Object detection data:
- - -

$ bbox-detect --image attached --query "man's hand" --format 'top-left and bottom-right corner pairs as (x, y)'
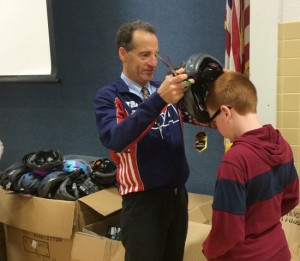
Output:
(157, 68), (195, 104)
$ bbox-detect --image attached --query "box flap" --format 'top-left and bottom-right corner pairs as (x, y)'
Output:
(188, 192), (213, 211)
(71, 232), (125, 261)
(189, 200), (212, 224)
(183, 222), (211, 261)
(78, 188), (122, 216)
(0, 188), (75, 238)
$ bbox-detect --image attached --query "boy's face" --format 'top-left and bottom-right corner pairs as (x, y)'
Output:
(119, 31), (159, 86)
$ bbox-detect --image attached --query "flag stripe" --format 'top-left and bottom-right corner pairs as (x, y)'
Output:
(225, 0), (250, 74)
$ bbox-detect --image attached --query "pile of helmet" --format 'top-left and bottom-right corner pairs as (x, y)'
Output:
(0, 150), (117, 200)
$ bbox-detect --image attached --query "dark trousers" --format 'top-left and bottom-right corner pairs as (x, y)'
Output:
(121, 189), (188, 261)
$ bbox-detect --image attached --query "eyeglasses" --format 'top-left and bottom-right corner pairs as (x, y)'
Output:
(208, 105), (232, 129)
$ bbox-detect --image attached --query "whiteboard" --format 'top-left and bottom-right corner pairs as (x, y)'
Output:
(0, 0), (53, 80)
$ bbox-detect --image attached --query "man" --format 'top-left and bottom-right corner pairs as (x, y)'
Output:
(203, 72), (299, 261)
(95, 20), (193, 261)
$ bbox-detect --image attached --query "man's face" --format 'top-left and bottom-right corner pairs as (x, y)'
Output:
(119, 31), (159, 86)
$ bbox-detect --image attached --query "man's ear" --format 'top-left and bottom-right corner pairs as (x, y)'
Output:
(119, 47), (127, 62)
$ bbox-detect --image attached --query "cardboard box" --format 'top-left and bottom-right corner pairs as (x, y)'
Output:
(0, 188), (122, 261)
(71, 212), (125, 261)
(71, 193), (212, 261)
(281, 205), (300, 261)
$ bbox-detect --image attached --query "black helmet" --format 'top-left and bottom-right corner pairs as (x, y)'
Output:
(16, 172), (43, 195)
(180, 53), (223, 123)
(90, 158), (117, 187)
(55, 176), (80, 201)
(38, 170), (68, 198)
(22, 150), (63, 176)
(0, 162), (29, 191)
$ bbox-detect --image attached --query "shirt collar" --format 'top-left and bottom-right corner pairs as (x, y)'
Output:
(121, 73), (156, 98)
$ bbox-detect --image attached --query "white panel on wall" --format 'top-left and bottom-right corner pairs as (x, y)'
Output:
(279, 0), (300, 23)
(250, 0), (280, 126)
(0, 0), (51, 76)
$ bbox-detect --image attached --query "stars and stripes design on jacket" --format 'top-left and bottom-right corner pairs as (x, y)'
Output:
(94, 78), (189, 195)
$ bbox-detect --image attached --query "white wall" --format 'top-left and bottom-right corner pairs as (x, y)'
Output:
(250, 0), (300, 126)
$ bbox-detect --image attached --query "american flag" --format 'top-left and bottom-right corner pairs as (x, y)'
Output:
(225, 0), (250, 76)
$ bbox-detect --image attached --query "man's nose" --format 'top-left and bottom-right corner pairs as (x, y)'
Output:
(149, 54), (157, 67)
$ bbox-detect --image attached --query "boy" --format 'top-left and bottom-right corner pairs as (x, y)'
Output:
(203, 72), (299, 261)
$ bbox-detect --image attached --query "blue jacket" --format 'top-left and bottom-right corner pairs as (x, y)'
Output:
(94, 78), (189, 195)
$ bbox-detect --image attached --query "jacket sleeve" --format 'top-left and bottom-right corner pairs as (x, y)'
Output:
(94, 87), (166, 152)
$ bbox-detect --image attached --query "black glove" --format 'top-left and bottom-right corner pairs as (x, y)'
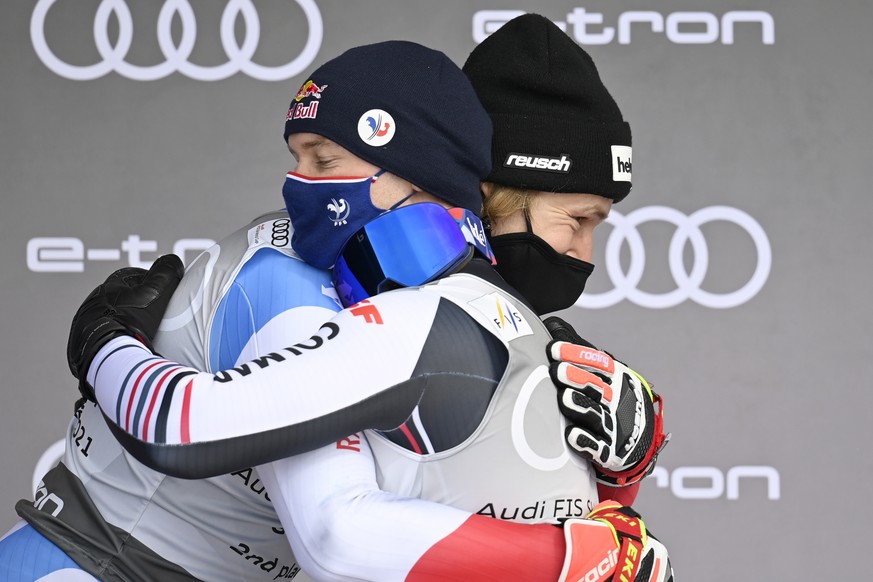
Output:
(544, 317), (669, 487)
(67, 255), (185, 400)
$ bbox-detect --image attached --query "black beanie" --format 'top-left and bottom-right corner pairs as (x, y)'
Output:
(464, 14), (632, 202)
(284, 41), (491, 215)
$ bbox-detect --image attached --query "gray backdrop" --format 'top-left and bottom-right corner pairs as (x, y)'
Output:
(0, 0), (873, 581)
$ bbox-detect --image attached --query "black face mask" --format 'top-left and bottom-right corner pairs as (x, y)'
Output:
(490, 232), (594, 315)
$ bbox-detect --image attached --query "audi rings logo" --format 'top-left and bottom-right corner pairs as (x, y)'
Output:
(30, 0), (324, 81)
(577, 206), (772, 309)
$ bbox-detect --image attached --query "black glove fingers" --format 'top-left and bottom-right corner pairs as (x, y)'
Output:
(140, 254), (185, 307)
(558, 388), (612, 443)
(564, 426), (609, 463)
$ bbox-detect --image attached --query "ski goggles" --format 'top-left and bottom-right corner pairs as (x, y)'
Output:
(333, 202), (474, 307)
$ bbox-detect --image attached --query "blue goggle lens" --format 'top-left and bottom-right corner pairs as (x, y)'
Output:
(333, 202), (471, 306)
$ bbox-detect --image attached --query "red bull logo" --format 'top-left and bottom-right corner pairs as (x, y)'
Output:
(294, 79), (327, 102)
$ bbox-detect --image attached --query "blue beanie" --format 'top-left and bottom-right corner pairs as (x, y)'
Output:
(285, 41), (491, 215)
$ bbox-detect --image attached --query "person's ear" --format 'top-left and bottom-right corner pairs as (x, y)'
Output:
(479, 182), (494, 198)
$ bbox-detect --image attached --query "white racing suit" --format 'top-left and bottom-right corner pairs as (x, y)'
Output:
(17, 212), (340, 582)
(18, 213), (596, 581)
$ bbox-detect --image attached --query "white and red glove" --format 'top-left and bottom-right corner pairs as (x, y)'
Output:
(544, 317), (670, 487)
(558, 501), (673, 582)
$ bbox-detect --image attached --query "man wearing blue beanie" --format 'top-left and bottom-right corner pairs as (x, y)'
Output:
(6, 35), (672, 581)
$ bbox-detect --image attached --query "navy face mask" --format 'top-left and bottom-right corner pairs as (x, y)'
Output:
(489, 210), (594, 315)
(282, 170), (394, 269)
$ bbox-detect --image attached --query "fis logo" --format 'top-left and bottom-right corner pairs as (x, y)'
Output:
(503, 153), (572, 174)
(470, 293), (533, 341)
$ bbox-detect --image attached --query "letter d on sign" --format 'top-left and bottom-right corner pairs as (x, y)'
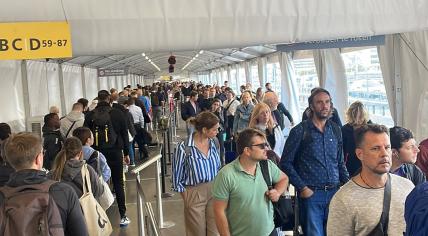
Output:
(30, 38), (40, 50)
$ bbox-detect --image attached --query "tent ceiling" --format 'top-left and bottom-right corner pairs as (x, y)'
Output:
(0, 0), (428, 74)
(58, 45), (276, 75)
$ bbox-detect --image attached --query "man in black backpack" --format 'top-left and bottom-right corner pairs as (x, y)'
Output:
(279, 88), (349, 236)
(150, 87), (166, 129)
(84, 90), (130, 226)
(0, 133), (88, 236)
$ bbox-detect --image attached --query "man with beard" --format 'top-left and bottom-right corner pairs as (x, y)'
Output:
(327, 124), (414, 236)
(280, 88), (349, 236)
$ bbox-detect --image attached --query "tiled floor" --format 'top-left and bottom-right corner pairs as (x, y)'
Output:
(107, 130), (185, 236)
(107, 126), (300, 236)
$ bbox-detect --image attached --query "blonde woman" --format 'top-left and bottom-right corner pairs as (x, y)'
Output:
(249, 102), (285, 157)
(49, 137), (104, 198)
(233, 91), (254, 136)
(342, 101), (371, 176)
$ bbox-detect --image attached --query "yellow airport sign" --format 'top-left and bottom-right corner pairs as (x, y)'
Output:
(0, 22), (72, 60)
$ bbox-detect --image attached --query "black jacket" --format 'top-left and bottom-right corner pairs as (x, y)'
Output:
(42, 126), (64, 170)
(112, 103), (137, 138)
(302, 107), (342, 127)
(181, 101), (200, 121)
(404, 163), (426, 186)
(272, 102), (293, 130)
(49, 160), (104, 198)
(83, 101), (129, 156)
(0, 169), (88, 236)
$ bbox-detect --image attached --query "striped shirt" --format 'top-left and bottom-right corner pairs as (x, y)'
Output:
(172, 135), (220, 192)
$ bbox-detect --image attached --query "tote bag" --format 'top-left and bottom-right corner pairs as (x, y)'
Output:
(79, 164), (113, 236)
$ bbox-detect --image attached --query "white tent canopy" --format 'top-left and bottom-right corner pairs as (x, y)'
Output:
(0, 0), (428, 56)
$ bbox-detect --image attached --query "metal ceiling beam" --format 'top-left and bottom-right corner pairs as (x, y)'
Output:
(83, 56), (111, 66)
(104, 54), (142, 68)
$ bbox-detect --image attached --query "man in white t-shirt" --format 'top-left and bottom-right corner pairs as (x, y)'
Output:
(327, 124), (414, 236)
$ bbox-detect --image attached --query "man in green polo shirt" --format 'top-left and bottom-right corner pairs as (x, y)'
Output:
(212, 129), (288, 236)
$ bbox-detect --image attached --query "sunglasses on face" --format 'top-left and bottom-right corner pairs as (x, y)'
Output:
(251, 143), (269, 149)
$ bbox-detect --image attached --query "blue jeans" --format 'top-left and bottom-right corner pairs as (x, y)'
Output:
(129, 142), (135, 165)
(299, 188), (339, 236)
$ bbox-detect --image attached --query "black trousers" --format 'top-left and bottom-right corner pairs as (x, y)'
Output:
(269, 228), (278, 236)
(100, 149), (126, 218)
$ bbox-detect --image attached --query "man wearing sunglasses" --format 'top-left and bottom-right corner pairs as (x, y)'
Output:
(213, 128), (288, 236)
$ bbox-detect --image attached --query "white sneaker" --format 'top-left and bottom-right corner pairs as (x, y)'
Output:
(120, 216), (131, 227)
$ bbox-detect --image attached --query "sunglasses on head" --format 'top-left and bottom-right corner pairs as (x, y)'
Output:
(251, 143), (269, 149)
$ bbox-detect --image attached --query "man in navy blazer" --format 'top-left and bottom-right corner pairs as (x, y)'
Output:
(181, 91), (201, 135)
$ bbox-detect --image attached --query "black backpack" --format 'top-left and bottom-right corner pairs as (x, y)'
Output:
(91, 106), (117, 150)
(150, 92), (160, 106)
(86, 150), (103, 176)
(0, 180), (64, 236)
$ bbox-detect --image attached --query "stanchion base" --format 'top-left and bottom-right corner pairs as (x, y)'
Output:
(159, 221), (175, 229)
(161, 193), (174, 198)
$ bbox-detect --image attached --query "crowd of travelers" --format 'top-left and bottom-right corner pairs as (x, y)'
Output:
(0, 81), (428, 236)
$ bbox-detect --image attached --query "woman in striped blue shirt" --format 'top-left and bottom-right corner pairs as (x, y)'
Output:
(172, 111), (220, 236)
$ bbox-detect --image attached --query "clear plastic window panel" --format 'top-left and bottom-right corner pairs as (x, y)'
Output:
(293, 57), (319, 113)
(342, 47), (394, 127)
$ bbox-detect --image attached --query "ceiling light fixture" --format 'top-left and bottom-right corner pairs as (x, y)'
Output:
(141, 52), (160, 71)
(181, 50), (204, 70)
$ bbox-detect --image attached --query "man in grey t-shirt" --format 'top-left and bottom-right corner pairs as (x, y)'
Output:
(327, 124), (414, 236)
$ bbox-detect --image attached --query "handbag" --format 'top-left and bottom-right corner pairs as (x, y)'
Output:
(97, 176), (114, 210)
(259, 160), (294, 230)
(367, 173), (391, 236)
(79, 164), (113, 236)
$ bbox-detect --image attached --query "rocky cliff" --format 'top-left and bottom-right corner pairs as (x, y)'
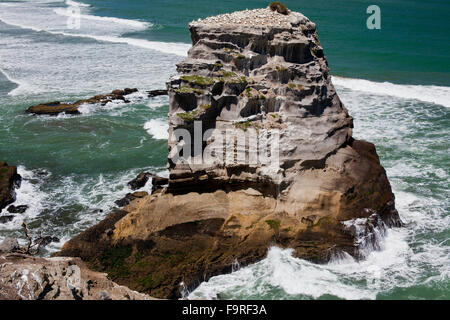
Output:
(59, 9), (401, 298)
(0, 253), (152, 300)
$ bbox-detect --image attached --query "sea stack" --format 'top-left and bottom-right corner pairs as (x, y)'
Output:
(58, 8), (401, 298)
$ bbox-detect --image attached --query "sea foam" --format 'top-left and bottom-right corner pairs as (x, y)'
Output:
(332, 76), (450, 108)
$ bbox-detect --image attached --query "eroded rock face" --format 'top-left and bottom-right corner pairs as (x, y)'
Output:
(0, 254), (152, 300)
(59, 9), (401, 298)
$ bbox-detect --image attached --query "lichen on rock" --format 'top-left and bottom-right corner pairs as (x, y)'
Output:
(58, 8), (401, 298)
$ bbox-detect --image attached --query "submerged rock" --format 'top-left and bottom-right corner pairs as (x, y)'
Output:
(0, 237), (20, 253)
(57, 8), (401, 298)
(0, 215), (14, 223)
(26, 88), (138, 116)
(0, 161), (22, 211)
(147, 89), (168, 98)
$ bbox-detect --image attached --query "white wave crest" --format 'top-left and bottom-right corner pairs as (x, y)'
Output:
(66, 0), (91, 7)
(53, 8), (152, 30)
(332, 76), (450, 108)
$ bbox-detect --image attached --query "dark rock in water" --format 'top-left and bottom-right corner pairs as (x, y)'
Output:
(26, 101), (81, 116)
(8, 205), (29, 213)
(0, 237), (20, 253)
(152, 176), (169, 193)
(147, 89), (168, 98)
(57, 8), (401, 299)
(26, 88), (138, 116)
(128, 172), (152, 190)
(0, 161), (22, 211)
(0, 215), (14, 223)
(114, 191), (148, 207)
(114, 196), (130, 207)
(35, 236), (60, 247)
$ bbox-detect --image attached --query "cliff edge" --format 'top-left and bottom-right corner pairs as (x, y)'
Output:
(58, 8), (401, 298)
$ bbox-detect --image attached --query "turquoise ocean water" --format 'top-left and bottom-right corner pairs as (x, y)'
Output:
(0, 0), (450, 299)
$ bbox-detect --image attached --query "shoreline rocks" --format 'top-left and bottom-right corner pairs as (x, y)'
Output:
(56, 8), (402, 299)
(25, 88), (138, 116)
(0, 252), (154, 300)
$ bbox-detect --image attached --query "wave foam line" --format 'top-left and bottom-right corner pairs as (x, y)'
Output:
(144, 119), (169, 140)
(53, 8), (153, 30)
(66, 0), (91, 7)
(0, 18), (191, 57)
(332, 76), (450, 108)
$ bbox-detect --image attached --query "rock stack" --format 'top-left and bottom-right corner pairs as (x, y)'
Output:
(58, 8), (401, 298)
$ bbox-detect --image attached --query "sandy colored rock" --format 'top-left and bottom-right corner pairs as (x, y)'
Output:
(58, 9), (401, 298)
(0, 254), (152, 300)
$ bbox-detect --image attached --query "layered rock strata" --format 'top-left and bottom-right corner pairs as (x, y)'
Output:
(59, 9), (401, 298)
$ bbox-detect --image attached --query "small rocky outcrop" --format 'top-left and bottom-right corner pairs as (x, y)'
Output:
(0, 161), (22, 211)
(147, 89), (168, 98)
(128, 172), (152, 190)
(57, 8), (401, 298)
(114, 191), (148, 207)
(26, 88), (138, 116)
(7, 205), (29, 213)
(0, 252), (152, 300)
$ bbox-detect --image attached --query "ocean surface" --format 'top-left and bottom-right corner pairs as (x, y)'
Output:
(0, 0), (450, 299)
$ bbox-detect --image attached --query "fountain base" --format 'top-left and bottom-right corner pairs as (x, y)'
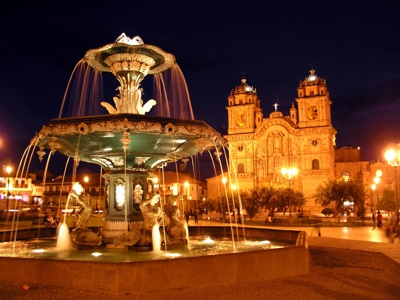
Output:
(0, 226), (308, 294)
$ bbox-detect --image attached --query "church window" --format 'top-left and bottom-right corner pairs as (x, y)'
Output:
(274, 155), (281, 168)
(312, 159), (319, 170)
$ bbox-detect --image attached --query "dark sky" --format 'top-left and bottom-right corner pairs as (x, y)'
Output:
(0, 0), (400, 175)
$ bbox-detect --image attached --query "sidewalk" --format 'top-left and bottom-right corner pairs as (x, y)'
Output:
(196, 219), (400, 264)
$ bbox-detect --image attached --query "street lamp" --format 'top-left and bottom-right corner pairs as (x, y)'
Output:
(385, 144), (400, 217)
(183, 181), (189, 200)
(374, 170), (382, 210)
(83, 176), (89, 189)
(342, 172), (350, 182)
(281, 167), (299, 219)
(6, 166), (12, 221)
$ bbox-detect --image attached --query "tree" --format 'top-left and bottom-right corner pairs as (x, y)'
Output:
(321, 207), (333, 218)
(199, 199), (218, 211)
(240, 188), (263, 220)
(268, 187), (305, 213)
(378, 188), (396, 211)
(313, 180), (366, 211)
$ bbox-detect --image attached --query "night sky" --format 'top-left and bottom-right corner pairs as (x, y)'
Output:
(0, 0), (400, 177)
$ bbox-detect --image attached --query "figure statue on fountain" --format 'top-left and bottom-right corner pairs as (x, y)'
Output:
(137, 191), (163, 246)
(68, 182), (93, 228)
(165, 194), (187, 244)
(68, 182), (102, 249)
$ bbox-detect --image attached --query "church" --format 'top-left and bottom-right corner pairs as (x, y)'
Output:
(207, 69), (371, 213)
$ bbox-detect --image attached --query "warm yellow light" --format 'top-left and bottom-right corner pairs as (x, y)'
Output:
(385, 148), (400, 167)
(281, 168), (299, 180)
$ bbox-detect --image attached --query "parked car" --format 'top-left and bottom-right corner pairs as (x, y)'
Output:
(365, 210), (391, 221)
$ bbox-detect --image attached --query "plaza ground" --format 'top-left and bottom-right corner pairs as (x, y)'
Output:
(0, 217), (400, 300)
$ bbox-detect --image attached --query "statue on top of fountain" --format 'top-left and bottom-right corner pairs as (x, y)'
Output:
(115, 32), (144, 45)
(100, 33), (157, 115)
(100, 85), (157, 115)
(68, 182), (93, 228)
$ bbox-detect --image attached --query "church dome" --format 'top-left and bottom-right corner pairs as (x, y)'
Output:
(233, 78), (256, 95)
(300, 69), (326, 85)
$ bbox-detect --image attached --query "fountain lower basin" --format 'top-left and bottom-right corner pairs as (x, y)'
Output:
(0, 226), (308, 294)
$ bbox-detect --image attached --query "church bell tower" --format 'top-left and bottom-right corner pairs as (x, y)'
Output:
(226, 78), (263, 134)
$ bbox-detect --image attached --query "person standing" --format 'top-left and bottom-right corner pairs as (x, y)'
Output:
(371, 212), (376, 229)
(376, 210), (382, 228)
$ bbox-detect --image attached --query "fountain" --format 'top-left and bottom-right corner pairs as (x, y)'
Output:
(0, 34), (308, 294)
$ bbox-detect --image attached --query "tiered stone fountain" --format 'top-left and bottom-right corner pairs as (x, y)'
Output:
(34, 34), (225, 246)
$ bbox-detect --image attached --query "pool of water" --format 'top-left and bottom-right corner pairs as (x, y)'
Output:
(0, 237), (293, 263)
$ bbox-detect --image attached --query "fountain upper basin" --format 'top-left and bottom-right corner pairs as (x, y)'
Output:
(34, 114), (226, 171)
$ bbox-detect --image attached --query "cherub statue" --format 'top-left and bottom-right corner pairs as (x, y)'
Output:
(165, 194), (186, 244)
(68, 182), (102, 249)
(68, 182), (93, 228)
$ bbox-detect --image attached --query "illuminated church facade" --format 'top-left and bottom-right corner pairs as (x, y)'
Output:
(207, 70), (396, 213)
(209, 70), (336, 211)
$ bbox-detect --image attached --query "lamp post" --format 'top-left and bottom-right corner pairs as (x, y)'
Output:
(6, 166), (12, 221)
(83, 176), (89, 190)
(374, 170), (382, 210)
(385, 144), (400, 217)
(281, 168), (299, 219)
(183, 181), (189, 200)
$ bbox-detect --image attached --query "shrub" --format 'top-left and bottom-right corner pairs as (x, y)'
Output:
(321, 207), (333, 218)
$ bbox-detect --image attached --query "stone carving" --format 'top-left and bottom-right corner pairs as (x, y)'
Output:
(68, 182), (102, 248)
(135, 156), (150, 165)
(107, 156), (124, 167)
(165, 194), (186, 244)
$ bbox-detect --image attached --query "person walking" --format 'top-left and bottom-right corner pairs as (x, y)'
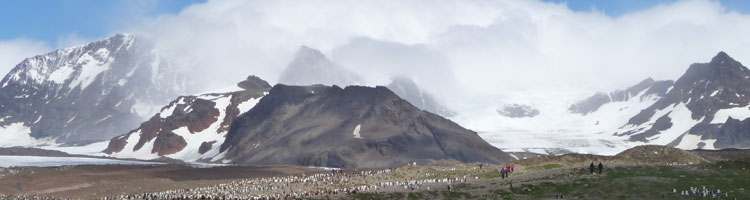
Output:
(505, 165), (510, 175)
(500, 168), (505, 179)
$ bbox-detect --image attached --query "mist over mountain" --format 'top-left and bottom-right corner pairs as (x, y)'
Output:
(279, 46), (362, 86)
(0, 34), (188, 146)
(221, 84), (510, 168)
(104, 76), (271, 162)
(570, 52), (750, 149)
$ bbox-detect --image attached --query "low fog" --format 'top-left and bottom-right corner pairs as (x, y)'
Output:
(0, 0), (750, 112)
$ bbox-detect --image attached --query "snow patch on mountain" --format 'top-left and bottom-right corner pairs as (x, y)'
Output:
(646, 103), (703, 145)
(675, 133), (716, 149)
(0, 156), (162, 168)
(711, 106), (750, 124)
(111, 130), (159, 160)
(0, 122), (55, 147)
(167, 95), (231, 162)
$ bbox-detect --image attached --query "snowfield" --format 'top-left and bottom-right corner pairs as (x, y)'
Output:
(0, 156), (162, 168)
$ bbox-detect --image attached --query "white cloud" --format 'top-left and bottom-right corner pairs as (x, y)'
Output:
(0, 38), (51, 76)
(128, 0), (750, 105)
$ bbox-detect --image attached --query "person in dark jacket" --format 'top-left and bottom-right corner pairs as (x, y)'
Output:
(500, 168), (505, 179)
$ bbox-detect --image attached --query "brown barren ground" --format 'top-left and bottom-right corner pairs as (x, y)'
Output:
(0, 165), (323, 199)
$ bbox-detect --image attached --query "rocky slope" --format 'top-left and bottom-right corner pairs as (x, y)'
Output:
(217, 85), (511, 168)
(104, 76), (271, 161)
(279, 46), (456, 117)
(279, 46), (361, 86)
(570, 52), (750, 149)
(0, 34), (186, 146)
(386, 76), (456, 117)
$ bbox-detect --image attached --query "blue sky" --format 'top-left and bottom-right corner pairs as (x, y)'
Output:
(0, 0), (205, 46)
(543, 0), (750, 17)
(0, 0), (750, 48)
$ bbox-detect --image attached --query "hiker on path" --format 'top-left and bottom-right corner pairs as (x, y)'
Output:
(505, 165), (510, 175)
(500, 168), (505, 179)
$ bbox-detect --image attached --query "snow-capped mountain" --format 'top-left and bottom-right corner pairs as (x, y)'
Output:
(386, 76), (456, 117)
(570, 52), (750, 149)
(0, 34), (186, 146)
(568, 78), (673, 115)
(104, 76), (271, 162)
(279, 46), (362, 86)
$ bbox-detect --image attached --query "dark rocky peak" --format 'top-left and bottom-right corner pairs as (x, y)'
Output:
(220, 84), (510, 168)
(386, 76), (456, 117)
(279, 46), (360, 86)
(628, 52), (750, 125)
(237, 75), (271, 90)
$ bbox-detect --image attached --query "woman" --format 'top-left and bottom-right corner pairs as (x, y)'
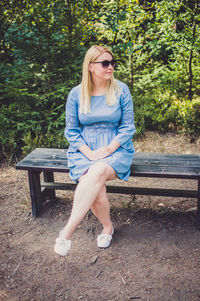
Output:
(54, 46), (135, 256)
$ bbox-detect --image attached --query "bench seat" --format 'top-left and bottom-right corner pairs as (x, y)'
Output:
(16, 148), (200, 227)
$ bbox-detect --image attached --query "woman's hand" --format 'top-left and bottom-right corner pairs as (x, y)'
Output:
(87, 146), (111, 161)
(79, 140), (120, 161)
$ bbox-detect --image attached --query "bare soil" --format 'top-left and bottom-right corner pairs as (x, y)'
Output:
(0, 132), (200, 301)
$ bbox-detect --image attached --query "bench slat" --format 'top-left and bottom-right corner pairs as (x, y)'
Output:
(16, 148), (200, 179)
(41, 182), (199, 198)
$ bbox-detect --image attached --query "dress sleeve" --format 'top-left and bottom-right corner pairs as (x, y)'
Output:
(115, 85), (135, 149)
(65, 90), (85, 152)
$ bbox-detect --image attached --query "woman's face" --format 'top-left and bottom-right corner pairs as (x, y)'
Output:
(89, 52), (114, 80)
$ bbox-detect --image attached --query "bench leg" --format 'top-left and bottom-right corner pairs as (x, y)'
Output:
(28, 171), (43, 217)
(197, 179), (200, 230)
(43, 171), (56, 200)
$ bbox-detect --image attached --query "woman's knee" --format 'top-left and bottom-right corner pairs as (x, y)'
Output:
(95, 185), (108, 206)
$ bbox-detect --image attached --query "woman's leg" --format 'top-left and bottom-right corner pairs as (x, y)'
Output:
(62, 162), (116, 240)
(91, 185), (113, 234)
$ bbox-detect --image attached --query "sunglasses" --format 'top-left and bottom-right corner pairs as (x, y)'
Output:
(91, 59), (116, 68)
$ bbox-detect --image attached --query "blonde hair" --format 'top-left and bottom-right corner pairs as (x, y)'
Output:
(80, 45), (120, 114)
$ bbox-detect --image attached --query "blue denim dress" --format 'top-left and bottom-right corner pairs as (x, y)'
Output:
(65, 80), (135, 181)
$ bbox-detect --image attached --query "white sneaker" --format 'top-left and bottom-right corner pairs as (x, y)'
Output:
(97, 228), (114, 249)
(54, 230), (72, 256)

- - -

#### TASK:
Render the stretch of the rows from the start through the line containing "(157, 68), (195, 104)" as a Markdown table with the columns No. and Line, skipping any blank lines. Leave the pictures out.

#### RESPONSE BELOW:
| No. | Line |
|---|---|
| 1 | $ bbox-detect --image attached --query "man's hand" --format 'top-left and bottom-right corner pairs as (x, y)' |
| 2 | Output: |
| 3 | (157, 68), (195, 104) |